------ TEXT EXCERPT ------
Two years, three ties

South Africa were still hunting their first win of the series going into the third match of five in Potchefstroom in 2002. They seemed to have virtually settled the result when a fired-up Makhaya Ntini nipped out Shane Watson, Andy Bichel and Brett Lee in successive overs and Australia slipped to 223 for 9 in pursuit of the hosts' 259 for 7, but Jimmy Maher and a 20-year-old Nathan Hauritz brought the teams to yet another pulsating tie - remarkably, their third in a space of just over two years. The pair came together in the 46th over with 37 still required for victory and played with remarkable nerve to set themselves 19 to win off the last two overs and 11 off the last. A high full toss from Jacques Kallis, called no-ball and hit for three by Maher, left Australia needing seven off six balls and five tense tip-and-run singles followed until two were required off the last ball. Maher had paced his innings almost perfectly with 43 from 32, but crucially he was unable to retain the strike for the final delivery. Mark Boucher came up to the stumps but was swiftly sent back by Kallis, who radared in at Hauritz' toes to keep the teams level once again.

Steven Smith comes of age

Heading into the home summer in 2014, Steven Smith was a key player in Australia's Test side but did not yet have a clear role in the one-day outfit and started the series against South Africa out of the side. An incredible hundred in one of Australia's finest chases changed all that. Australia had dipped to what was effectively 6 for 98, with Nathan Coulter-Nile's hamstring injury meaning he was unlikely to bat, when Smith was joined by Matthew Wade at the crease. Together they added 121 for the sixth wicket, reversing the pressure on South Africa. Smith took his team to the brink, and brought up his second ODI hundred, and though he didn't quite last the distance, South Africa's 267 for 8 was chased down with an over to spare. Remarkably, this was the first time Australia had beaten South Africa in an ODI at the MCG, Smith ending their jinx and launching his own batting renaissance. Starting from that home summer, Smith averaged 71.46 over the 2014-15 season, and then extended his good run in the years that followed.
------ DATA RECORDS ------
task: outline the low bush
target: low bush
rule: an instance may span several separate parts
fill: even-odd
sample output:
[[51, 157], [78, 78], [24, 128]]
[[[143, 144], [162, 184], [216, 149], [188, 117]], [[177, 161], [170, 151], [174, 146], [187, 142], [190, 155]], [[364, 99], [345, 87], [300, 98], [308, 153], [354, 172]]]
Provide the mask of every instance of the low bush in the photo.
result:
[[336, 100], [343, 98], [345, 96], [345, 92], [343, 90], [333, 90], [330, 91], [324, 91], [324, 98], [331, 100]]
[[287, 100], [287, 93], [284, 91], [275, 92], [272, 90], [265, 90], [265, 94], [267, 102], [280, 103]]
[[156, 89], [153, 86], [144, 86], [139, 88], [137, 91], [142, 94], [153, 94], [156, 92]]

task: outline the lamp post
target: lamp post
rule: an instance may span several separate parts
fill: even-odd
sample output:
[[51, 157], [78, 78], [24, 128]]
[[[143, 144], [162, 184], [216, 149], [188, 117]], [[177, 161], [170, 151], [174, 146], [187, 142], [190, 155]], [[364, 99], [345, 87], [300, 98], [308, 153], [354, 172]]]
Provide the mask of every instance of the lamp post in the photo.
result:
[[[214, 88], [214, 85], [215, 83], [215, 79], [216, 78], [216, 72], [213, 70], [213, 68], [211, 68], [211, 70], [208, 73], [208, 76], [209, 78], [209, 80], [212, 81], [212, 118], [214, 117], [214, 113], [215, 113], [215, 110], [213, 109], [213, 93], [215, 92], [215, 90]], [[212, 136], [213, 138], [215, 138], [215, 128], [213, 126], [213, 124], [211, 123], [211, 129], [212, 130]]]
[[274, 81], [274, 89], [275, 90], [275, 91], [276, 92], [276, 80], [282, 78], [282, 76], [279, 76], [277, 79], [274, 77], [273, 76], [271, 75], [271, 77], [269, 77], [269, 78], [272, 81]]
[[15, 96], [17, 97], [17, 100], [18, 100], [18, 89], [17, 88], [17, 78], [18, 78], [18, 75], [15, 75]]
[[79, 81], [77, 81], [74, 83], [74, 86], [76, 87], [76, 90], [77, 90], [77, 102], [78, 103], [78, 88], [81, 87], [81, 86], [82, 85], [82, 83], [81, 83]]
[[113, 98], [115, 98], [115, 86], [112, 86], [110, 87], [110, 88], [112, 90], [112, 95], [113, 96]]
------
§ **PROBLEMS AND TASKS**
**a.** In the text on Australia–South Africa one-day matches, what score did South Africa post in the match at the MCG where Steven Smith made his second ODI hundred?
**b.** Resume the text on Australia–South Africa one-day matches, picking up after its final sentence.

§ **OUTPUTS FOR THE TASKS**
**a.** 267 for 8

**b.**
Hayden's World-Cup blitzkrieg

South Africa beat Australia in their first ever World-Cup match against them in 1992, but the Australians have otherwise bossed most of their encounters at world tournaments - the Edgbaston tie notwithstanding. At the 2007 World Cup, South Africa went into their group game against Australia having bullied Scotland and Netherlands with displays of power-hitting, but in St Kitts Matthew Hayden gave them a taste of their own medicine. He blitzkrieged a 66-ball hundred - the fastest in World Cup history - as Australia racked up their third 300-plus total in a row, but their aura of invincibility seemed to have been punctured when Graeme Smith and AB de Villiers launched South Africa's chase with a rollicking 160-run opening stand. Three events halted the frenetic chase: Shane Watson's throw to run out de Villiers for 92, Jacques Kallis' laboured effort from No. 3, and the cramps that took the vim out of Smith's belligerent innings. Chasing Australia's 377, South Africa had history in their grasp when they rocketed past 200 in the 29th over with just one wicket down, but they collapsed to 294 all out and Australia marched inexorably on to lift the World Cup for the third time in a row. Hayden not only left the ground as the fastest scorer of a World Cup hundred, but he was also granted honorary St Kitts citizenship and a life membership at the Royal St Kitts Golf Club.